**Brief A**.
In the passage on spanking and children's attitudes, what three things does the writer say a happy child feels free to express?
**Brief B**.
Write what comes next in the passage on spanking and children's attitudes, starting after its last sentence.

There are two points I'd like to make about bad attitudes. The first is that, as you can see above, adults do not have "powers" that allow them to read the minds of children. My parents made this mistake over and over again. They weren't much better at reading my mind or how I felt than your wife was that day I stayed at your house. You see, parents make mistakes. There's no getting around this. But when a parent uses a force as violent as a Roy Lessin spanking, mistakes are truly damaging, especially when the spanking ritual involves breaking the child's will—or breaking any part of a child's psyche!

The second point about "wrong attitudes" is that you tell parents that their children will be happy with your mode of discipline, or even prefer being spanked. I want to say that I didn't experience that joy. I built myself a cheerful, obedient shell. I lived in that shell, only peeking my head out when I felt safe, for 30 years. It took me another seven years to actually try taking the cheerful, obedient shell off—only to run back into it when something felt like the "old fears of my childhood." I have not been happy living in this shell, constantly pretending to be happy when I felt miserable inside. When I think of a happy child, I think of a child who feels free to express their ideas, thoughts, and emotions. I think that a parent's job is to teach a child how to express their emotions, not hit them with a stick until the child displays the emotion of the parent's choosing.

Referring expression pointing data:

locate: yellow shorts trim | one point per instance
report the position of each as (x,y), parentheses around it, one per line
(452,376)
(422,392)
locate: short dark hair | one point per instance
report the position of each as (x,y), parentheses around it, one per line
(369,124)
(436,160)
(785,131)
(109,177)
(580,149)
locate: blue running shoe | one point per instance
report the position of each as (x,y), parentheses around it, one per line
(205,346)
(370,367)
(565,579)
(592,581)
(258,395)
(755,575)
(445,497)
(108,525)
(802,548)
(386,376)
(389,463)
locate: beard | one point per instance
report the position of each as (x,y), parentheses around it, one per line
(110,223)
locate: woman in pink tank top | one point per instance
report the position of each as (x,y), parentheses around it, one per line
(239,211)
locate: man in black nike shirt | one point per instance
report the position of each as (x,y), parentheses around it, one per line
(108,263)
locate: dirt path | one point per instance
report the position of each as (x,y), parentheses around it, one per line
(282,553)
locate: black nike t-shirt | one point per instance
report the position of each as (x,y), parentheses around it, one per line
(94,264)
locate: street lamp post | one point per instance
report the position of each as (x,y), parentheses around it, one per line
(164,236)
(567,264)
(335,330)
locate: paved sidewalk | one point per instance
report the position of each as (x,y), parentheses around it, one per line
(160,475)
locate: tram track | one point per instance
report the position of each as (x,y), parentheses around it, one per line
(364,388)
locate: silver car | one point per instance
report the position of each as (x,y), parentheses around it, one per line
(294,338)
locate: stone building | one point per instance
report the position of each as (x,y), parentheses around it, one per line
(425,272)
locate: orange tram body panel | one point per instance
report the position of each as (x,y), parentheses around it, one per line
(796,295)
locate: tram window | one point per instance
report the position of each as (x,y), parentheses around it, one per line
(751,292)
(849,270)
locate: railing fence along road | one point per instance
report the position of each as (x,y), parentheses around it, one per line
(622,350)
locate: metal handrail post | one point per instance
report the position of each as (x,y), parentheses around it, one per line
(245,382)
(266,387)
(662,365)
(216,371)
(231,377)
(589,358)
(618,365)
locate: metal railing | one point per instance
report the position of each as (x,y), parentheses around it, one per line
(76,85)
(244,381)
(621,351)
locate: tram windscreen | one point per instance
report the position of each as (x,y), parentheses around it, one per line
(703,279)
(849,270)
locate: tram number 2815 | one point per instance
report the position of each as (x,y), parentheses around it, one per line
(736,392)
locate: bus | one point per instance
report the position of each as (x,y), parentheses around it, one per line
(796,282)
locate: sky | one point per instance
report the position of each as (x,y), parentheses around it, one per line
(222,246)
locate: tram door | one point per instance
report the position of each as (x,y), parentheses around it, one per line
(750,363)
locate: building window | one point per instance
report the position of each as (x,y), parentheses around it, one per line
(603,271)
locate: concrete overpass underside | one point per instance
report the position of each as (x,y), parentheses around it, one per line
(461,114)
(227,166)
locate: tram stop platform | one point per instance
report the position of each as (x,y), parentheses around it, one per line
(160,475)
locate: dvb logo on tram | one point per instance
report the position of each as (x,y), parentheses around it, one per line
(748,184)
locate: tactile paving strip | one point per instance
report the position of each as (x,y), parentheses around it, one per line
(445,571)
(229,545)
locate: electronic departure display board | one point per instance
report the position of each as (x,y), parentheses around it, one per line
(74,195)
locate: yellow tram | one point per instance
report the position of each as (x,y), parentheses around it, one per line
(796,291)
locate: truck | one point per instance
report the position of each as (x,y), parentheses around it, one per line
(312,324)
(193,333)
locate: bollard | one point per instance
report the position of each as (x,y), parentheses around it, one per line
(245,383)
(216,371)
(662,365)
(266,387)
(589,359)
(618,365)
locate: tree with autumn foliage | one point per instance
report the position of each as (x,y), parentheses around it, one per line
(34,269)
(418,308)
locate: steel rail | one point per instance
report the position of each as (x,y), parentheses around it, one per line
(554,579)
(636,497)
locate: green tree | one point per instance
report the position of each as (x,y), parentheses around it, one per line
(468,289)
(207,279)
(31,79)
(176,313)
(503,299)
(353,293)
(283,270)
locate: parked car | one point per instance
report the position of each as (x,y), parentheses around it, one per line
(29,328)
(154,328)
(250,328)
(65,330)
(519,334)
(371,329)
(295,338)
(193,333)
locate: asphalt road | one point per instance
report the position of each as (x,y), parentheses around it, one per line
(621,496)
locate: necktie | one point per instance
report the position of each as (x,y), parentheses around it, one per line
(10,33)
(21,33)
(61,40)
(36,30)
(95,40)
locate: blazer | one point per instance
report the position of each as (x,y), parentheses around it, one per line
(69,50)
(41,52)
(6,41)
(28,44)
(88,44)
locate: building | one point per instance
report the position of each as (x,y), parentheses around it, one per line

**Exercise answer A**.
Ideas, thoughts, and emotions.

**Exercise answer B**.
You write about parents disciplining children for disobedience. It seems pretty simple. The parents set up some rules and the children follow them. When disobedience is based on a child doing or behaving just as the parent asks, following those rules becomes much harder. As your teachings played out in my growing-up years, I found that I violated more rules than I could keep track of. Not only that, one of the rules was to follow through without my mom or dad asking a second time. So perfection became the rule, and perfection was something I failed at miserably. Even in the cheerful, obedient shell, I was not completely safe. The life lesson I took away was that there is no such thing as a second chances. I took this lesson to school, and found that I was afraid to try. Not that my parents didn't encourage me—it was just that if the encouragement didn't work, which it often didn't, they'd spank me for getting letters backwards, words wrong on spelling tests, and so forth. Basically, they spanked me for not trying hard enough.

I haven't even mentioned the hundreds of other issues they spanked me for. I learned how to live helplessly. Not only did I face my own internal disappointment at not getting something correct, I faced a Roy Lessin spanking at home when I wore out my encouragement. I grew up thinking that I was mentally handicapped. Later, as a grown adult, I found out that I'm dyslexic—something a Roy Lessin spanking would never cure.

For most of my life, I worried that I'd remembered all this wrong. About eleven years ago I called Char and asked her to listen to while I recalled a Roy Lessin spanking for her. I described to her in as much detail as I could remember the beatings I endured again and again. Char told me that my memories were exactly what you and she had taught my parents. I had not remembered wrong! I read your book a few weeks ago. I was again surprised to realize I knew and remembered your teachings very well. After the years of growing up around your family and hearing you preach at Outreach, your book brought back your painful teachings and the painful memories I've been trying so hard to live with. I kept wanting to grab my cheerful, obedient shell because to this day I feel scared when I think of all theRoy Lessin spankings and teachings.

Both Char, during my call with her, and you, in your first book, talk about spankings having a higher purpose in saving the soul. You reference Proverbs 20:30: "Blows that wound cleanse away evil; strokes make clean the innermost parts." Those "blows" left horrible marks on my body that made sitting difficult and bathing with soap sting horribly, and they terrified my spirit.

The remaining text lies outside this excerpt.